◆ **TASK TO COMPLETE**:
Line by line, reproduce exactly the beginning of the listing below, ending with the line that contains "Place one point on every instance of the plastic" and adding nothing.

◆ **DATASET ENTRIES**:

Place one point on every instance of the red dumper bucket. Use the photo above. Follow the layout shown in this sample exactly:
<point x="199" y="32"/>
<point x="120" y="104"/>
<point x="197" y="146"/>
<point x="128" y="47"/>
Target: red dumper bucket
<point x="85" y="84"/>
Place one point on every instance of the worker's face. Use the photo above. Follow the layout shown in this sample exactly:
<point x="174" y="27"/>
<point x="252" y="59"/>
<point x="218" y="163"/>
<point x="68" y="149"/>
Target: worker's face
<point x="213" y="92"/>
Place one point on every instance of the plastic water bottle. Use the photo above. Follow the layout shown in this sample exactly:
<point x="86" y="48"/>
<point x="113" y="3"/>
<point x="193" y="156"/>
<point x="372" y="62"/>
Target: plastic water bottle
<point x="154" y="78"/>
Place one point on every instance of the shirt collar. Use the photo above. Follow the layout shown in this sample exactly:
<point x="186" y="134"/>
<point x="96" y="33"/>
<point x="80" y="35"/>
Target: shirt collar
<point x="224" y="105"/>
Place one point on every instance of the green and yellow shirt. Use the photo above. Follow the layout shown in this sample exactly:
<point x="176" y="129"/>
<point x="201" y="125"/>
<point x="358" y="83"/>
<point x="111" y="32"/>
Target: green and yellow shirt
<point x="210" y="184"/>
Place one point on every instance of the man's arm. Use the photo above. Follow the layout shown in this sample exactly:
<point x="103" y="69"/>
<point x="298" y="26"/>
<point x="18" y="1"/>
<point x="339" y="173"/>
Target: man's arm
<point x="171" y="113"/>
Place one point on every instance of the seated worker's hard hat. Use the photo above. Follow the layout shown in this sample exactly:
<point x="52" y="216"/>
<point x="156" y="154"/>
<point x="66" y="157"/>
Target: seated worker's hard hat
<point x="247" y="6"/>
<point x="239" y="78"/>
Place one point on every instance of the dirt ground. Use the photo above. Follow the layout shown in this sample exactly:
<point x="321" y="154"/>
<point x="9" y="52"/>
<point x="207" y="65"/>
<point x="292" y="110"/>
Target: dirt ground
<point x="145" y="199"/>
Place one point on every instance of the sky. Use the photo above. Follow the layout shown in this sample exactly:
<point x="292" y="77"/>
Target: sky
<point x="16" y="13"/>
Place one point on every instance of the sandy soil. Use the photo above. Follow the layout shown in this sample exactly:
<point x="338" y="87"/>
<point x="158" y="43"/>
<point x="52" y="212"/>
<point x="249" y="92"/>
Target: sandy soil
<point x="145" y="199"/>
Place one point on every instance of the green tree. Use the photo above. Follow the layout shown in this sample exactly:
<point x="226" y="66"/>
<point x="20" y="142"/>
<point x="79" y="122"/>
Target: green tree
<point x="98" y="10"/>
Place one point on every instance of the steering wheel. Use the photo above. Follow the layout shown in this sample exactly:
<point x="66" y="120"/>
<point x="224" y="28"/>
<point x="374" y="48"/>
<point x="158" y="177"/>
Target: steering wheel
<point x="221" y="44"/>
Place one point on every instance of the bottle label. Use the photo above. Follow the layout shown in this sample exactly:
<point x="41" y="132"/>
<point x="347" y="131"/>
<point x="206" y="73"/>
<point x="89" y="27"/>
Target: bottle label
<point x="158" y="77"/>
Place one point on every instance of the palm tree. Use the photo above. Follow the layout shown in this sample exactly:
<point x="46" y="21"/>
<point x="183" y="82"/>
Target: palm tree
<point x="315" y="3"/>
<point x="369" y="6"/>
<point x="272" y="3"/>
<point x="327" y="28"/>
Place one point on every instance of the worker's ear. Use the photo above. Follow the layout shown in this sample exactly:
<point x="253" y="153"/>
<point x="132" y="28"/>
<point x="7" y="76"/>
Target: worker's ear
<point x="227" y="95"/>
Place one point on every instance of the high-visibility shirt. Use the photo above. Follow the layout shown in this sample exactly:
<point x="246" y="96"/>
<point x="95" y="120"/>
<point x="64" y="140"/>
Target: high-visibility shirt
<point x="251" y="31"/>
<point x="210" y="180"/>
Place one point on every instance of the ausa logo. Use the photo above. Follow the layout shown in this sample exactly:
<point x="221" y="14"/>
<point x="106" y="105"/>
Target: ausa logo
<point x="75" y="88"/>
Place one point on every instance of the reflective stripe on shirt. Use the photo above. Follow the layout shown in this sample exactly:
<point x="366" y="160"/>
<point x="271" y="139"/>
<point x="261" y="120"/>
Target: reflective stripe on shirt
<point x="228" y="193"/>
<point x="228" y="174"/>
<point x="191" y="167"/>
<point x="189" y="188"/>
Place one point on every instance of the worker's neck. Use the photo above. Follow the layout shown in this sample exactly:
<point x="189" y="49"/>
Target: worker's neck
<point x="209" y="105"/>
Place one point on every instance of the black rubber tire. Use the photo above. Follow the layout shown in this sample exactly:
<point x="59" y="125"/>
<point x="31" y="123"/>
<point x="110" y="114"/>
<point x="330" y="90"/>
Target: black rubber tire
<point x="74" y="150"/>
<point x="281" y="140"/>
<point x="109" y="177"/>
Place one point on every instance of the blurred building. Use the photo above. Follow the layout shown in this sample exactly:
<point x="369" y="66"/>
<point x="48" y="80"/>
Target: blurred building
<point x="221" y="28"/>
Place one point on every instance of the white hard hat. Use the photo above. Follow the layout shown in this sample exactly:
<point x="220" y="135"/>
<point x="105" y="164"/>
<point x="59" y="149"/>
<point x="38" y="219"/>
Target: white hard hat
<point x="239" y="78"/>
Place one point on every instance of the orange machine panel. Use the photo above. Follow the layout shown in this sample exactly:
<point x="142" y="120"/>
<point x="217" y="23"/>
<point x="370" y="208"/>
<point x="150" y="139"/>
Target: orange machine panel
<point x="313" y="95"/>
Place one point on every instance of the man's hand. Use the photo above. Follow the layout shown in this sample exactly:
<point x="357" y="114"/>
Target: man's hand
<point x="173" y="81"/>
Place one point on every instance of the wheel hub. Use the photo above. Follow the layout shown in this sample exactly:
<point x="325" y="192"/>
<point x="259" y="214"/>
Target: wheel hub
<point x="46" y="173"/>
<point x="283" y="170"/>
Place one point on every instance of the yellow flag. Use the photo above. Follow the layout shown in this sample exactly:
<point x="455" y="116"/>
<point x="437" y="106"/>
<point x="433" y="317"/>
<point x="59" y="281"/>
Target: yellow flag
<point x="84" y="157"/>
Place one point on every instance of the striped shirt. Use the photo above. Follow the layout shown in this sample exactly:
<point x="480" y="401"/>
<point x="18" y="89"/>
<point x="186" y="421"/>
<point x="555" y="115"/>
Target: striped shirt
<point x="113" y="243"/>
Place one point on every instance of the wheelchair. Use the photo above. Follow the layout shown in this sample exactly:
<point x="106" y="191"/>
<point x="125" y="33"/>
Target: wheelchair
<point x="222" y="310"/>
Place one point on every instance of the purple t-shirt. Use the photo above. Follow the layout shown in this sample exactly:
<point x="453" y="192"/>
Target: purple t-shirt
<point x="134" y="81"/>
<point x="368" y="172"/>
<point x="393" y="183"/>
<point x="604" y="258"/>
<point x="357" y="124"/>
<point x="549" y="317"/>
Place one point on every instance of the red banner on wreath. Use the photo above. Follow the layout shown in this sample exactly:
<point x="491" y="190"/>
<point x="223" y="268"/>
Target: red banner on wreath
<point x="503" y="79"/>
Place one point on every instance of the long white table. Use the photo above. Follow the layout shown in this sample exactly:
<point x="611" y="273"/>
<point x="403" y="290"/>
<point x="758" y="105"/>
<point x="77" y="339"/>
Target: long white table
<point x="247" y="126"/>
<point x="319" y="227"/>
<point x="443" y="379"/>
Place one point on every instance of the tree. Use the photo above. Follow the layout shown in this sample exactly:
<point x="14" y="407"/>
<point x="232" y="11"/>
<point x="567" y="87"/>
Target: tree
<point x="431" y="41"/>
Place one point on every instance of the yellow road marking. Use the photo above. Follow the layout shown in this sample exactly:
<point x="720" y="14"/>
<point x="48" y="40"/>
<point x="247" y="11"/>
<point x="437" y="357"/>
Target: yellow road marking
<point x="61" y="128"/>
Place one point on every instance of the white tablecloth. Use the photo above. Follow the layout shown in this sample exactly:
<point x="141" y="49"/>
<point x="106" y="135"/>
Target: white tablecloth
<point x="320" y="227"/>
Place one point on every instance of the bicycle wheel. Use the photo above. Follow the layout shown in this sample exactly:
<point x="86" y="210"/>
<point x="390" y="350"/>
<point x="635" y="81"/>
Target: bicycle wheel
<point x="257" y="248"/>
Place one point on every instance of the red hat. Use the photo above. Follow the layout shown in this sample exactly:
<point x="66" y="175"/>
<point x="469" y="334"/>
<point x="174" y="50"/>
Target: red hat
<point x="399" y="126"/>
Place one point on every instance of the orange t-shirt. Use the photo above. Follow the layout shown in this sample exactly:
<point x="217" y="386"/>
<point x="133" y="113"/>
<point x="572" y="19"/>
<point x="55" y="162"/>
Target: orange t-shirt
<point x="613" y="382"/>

◆ **RESPONSE FOR THIS EXERCISE**:
Place one point on every instance of the red dumper bucket. Use the photo above. Follow the layout shown in this sample exactly:
<point x="199" y="32"/>
<point x="120" y="104"/>
<point x="197" y="146"/>
<point x="128" y="47"/>
Target: red dumper bucket
<point x="85" y="84"/>
Place one point on every instance of the worker's face. Use the photo above. Follow the layout shown in this sample exactly:
<point x="174" y="27"/>
<point x="252" y="59"/>
<point x="218" y="163"/>
<point x="68" y="149"/>
Target: worker's face
<point x="213" y="92"/>
Place one point on every instance of the plastic water bottle. Use the photo above. Follow the layout shown in this sample exactly:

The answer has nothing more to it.